→ **Tarefa indicada 1**:
Devolva o excerto selecionado por inteiro, sem alterar uma única palavra ou sinal.

→ **Excerto selecionado**:
▼

Durante décadas, temos vindo a assistir ao êxodo das populações autóctones, em busca, compreensível, de melhores condições de vida, produzindo na maior parte dos casos o afastamento em relação às origens, quando muito voltando esporadicamente para rever familiares, vizinhos e amigos.

Esta, julgo poder afirmar, não é a atitude do autor, que continua indelevelmente ligado ao território e às suas gentes, embora tenha de recorrer à vivência noutras latitudes, por necessidades óbvias.

Mais uma vez defendo esta forma de estar e manifesto o meu caloroso aplauso à acção desenvolvida pelo António.

O título desta obra menciona o orago da paróquia de Alferce – São Romão –, e o início do texto é dedicado à citação do acontecimento de maior vulto, se não o único, que tinha lugar na freguesia, à data em que decorria a história – 1911 –, ou seja, a Festa de São Romão.

Os relatos efectuados afiguram-se-me absolutamente reais, quando confrontados com aqueles de que me recordo e que conheci quarenta e tal anos mais tarde, ao chegar ao princípio da minha adolescência.

Tanto os aspectos de natureza religiosa como da parte profana, que tiveram origem em tempos imemoriais, faziam convergir para a localidade centenas de pessoas, oriundas do espaço da freguesia e das áreas com esta confinantes.

As deslocações eram feitas a pé ou com recurso aos únicos meios de transporte possíveis, os animais de trabalho que cada um possuía.

O ajuntamento tinha em vista a satisfação das necessidades de natureza espiritual, mas também uma parte fortemente social, que consistia no convívio entre familiares, amigos ou simplesmente conhecidos, que assim confraternizavam pelo menos uma vez por ano.

▲

→ **Tarefa indicada 2**:
Reproduza cada uma das linhas dos dados fornecidos em que apareça a palavra “shirt”.

→ **Dados fornecidos**:
▼

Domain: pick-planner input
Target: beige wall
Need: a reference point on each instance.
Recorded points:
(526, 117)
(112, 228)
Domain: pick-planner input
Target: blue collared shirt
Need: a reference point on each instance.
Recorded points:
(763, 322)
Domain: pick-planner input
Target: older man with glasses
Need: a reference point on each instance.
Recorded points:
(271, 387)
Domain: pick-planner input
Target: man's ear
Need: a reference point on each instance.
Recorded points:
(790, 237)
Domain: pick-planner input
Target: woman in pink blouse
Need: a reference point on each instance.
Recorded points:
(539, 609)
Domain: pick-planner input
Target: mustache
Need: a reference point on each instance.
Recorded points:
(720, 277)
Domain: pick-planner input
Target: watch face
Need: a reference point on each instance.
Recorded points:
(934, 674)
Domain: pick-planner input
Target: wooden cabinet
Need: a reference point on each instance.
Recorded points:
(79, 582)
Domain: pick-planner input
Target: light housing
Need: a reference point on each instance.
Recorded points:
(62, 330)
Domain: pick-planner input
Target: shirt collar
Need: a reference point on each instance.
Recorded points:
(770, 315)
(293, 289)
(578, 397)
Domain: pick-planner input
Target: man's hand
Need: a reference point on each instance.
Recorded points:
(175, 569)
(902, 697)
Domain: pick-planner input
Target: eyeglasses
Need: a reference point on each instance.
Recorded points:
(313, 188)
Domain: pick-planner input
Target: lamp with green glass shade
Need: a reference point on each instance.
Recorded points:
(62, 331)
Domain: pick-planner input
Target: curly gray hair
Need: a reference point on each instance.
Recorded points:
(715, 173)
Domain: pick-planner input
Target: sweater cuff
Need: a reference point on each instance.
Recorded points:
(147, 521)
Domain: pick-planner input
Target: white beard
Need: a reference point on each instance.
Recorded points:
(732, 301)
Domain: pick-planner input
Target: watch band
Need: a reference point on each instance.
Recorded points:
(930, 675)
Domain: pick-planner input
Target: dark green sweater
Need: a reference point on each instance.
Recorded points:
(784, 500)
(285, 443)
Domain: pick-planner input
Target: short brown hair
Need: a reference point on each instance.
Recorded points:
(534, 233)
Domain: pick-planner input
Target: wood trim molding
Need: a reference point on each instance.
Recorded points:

▲

→ **Resposta completa 1**:
Durante décadas, temos vindo a assistir ao êxodo das populações autóctones, em busca, compreensível, de melhores condições de vida, produzindo na maior parte dos casos o afastamento em relação às origens, quando muito voltando esporadicamente para rever familiares, vizinhos e amigos.

Esta, julgo poder afirmar, não é a atitude do autor, que continua indelevelmente ligado ao território e às suas gentes, embora tenha de recorrer à vivência noutras latitudes, por necessidades óbvias.

Mais uma vez defendo esta forma de estar e manifesto o meu caloroso aplauso à acção desenvolvida pelo António.

O título desta obra menciona o orago da paróquia de Alferce – São Romão –, e o início do texto é dedicado à citação do acontecimento de maior vulto, se não o único, que tinha lugar na freguesia, à data em que decorria a história – 1911 –, ou seja, a Festa de São Romão.

Os relatos efectuados afiguram-se-me absolutamente reais, quando confrontados com aqueles de que me recordo e que conheci quarenta e tal anos mais tarde, ao chegar ao princípio da minha adolescência.

Tanto os aspectos de natureza religiosa como da parte profana, que tiveram origem em tempos imemoriais, faziam convergir para a localidade centenas de pessoas, oriundas do espaço da freguesia e das áreas com esta confinantes.

As deslocações eram feitas a pé ou com recurso aos únicos meios de transporte possíveis, os animais de trabalho que cada um possuía.

O ajuntamento tinha em vista a satisfação das necessidades de natureza espiritual, mas também uma parte fortemente social, que consistia no convívio entre familiares, amigos ou simplesmente conhecidos, que assim confraternizavam pelo menos uma vez por ano.

→ **Resposta completa 2**:
Target: blue collared shirt
Target: shirt collar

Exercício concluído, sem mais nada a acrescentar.